- To do -
Give back the material from the line containing "Hi there — would you mind identifying the green olive" through the line containing "xmin=170 ymin=426 xmax=388 ymax=730", switching "pickle slice" to "cucumber slice" and leaving everything else as it is.

-------- Data excerpts

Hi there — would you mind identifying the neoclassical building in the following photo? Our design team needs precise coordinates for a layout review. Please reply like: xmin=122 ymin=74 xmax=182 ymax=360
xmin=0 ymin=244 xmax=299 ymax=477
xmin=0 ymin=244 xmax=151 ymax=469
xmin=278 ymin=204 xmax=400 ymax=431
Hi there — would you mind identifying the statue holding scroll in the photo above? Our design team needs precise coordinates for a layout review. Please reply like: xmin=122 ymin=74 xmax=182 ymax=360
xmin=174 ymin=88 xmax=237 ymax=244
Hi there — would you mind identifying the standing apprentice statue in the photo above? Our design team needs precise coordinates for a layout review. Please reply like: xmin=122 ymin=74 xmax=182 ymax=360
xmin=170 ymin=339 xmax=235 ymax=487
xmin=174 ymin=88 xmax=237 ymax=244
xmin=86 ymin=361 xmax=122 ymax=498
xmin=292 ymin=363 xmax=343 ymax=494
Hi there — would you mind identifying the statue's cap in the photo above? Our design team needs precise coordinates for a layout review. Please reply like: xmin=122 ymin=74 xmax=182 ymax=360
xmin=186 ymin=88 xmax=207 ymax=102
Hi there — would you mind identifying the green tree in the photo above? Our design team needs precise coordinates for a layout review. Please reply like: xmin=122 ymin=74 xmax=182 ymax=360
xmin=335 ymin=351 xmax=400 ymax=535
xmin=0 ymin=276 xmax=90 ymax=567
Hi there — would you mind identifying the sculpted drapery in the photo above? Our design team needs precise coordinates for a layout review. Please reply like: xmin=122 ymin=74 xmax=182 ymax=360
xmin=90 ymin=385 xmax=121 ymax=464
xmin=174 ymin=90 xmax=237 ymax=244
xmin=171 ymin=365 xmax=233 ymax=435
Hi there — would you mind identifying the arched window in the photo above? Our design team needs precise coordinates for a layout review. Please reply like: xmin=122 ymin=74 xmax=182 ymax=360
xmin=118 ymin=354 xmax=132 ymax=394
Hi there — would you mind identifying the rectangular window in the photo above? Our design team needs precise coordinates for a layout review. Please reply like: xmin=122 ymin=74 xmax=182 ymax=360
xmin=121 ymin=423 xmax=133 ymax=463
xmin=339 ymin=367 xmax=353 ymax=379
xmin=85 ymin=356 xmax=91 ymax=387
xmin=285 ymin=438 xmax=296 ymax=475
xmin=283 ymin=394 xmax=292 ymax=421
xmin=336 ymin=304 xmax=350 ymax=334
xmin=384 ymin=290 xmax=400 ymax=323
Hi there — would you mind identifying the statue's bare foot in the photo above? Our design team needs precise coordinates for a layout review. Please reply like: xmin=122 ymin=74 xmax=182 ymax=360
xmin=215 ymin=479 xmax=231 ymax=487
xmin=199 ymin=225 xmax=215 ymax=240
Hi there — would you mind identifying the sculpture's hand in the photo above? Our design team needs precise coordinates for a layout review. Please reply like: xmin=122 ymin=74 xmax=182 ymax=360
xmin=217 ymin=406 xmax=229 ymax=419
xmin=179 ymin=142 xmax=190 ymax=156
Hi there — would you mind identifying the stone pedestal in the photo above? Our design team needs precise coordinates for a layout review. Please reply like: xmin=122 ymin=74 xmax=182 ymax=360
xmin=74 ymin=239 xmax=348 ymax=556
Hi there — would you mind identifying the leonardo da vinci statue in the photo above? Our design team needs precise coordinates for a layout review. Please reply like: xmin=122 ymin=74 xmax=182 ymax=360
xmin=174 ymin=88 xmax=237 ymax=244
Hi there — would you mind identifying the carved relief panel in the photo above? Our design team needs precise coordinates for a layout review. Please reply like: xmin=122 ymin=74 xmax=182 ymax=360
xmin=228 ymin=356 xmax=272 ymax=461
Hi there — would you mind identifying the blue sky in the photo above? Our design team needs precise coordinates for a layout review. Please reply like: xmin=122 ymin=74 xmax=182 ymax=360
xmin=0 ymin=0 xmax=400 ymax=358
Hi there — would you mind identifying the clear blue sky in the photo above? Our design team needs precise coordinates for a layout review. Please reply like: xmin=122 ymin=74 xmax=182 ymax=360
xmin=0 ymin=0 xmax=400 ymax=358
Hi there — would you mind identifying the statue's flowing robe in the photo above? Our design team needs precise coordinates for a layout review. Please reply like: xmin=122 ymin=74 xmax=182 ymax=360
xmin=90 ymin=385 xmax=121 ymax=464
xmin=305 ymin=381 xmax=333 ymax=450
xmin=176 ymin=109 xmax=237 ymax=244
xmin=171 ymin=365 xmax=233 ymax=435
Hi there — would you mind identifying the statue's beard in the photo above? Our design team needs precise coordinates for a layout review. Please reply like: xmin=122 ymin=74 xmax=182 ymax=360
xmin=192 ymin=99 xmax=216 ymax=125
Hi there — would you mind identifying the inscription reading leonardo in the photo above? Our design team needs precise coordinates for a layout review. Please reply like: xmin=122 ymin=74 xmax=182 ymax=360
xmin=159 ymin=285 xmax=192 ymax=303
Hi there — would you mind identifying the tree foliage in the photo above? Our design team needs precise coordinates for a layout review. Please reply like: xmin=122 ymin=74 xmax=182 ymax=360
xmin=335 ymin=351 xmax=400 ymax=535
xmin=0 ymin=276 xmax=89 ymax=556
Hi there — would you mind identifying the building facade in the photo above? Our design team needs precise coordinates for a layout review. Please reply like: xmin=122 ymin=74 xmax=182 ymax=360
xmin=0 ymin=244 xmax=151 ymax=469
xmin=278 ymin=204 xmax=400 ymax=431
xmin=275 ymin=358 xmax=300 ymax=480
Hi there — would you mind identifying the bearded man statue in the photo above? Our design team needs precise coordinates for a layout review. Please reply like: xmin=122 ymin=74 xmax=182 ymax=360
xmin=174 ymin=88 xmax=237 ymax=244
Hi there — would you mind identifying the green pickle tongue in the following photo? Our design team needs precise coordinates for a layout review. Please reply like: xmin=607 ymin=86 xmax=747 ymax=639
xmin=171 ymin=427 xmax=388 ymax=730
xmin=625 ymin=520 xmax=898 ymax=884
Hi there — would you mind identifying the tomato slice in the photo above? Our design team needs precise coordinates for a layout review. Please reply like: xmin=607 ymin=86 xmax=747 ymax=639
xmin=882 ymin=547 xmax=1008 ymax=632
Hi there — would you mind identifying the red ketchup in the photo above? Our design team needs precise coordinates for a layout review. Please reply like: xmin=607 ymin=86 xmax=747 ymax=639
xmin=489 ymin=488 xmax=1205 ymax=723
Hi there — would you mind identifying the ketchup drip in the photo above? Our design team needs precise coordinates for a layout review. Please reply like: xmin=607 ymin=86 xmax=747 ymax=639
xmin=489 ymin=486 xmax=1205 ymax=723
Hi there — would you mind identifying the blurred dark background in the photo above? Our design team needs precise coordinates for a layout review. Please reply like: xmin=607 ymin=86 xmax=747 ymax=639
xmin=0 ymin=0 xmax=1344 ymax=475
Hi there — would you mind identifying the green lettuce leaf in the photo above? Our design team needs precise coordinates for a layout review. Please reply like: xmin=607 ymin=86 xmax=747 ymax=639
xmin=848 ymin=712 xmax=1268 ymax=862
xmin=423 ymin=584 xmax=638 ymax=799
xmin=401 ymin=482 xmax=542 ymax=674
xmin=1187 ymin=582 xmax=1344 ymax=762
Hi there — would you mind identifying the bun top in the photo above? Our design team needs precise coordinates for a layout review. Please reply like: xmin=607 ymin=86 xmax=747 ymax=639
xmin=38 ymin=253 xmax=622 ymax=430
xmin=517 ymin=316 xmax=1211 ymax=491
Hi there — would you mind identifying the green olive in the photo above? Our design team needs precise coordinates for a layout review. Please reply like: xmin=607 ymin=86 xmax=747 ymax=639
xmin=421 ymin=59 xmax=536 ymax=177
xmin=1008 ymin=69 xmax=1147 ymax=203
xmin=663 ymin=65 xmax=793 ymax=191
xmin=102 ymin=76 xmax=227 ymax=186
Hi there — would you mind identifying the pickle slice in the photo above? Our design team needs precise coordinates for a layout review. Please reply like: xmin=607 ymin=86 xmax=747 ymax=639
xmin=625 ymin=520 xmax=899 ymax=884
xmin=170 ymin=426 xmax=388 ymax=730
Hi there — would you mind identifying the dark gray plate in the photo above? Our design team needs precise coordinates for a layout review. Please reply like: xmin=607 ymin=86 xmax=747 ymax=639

----------------

- Correct output -
Hi there — would you mind identifying the green olive in the photo above? Our design team needs precise coordinates for a layout review. Please reply like: xmin=607 ymin=86 xmax=747 ymax=639
xmin=421 ymin=59 xmax=536 ymax=177
xmin=1008 ymin=69 xmax=1147 ymax=203
xmin=663 ymin=65 xmax=793 ymax=191
xmin=102 ymin=76 xmax=227 ymax=186
Hi there — would you mind identifying the cucumber slice in the photo above? Our design team needs precise coordinates for a layout review. Please reply like: xmin=607 ymin=86 xmax=747 ymax=639
xmin=625 ymin=520 xmax=899 ymax=884
xmin=170 ymin=426 xmax=388 ymax=730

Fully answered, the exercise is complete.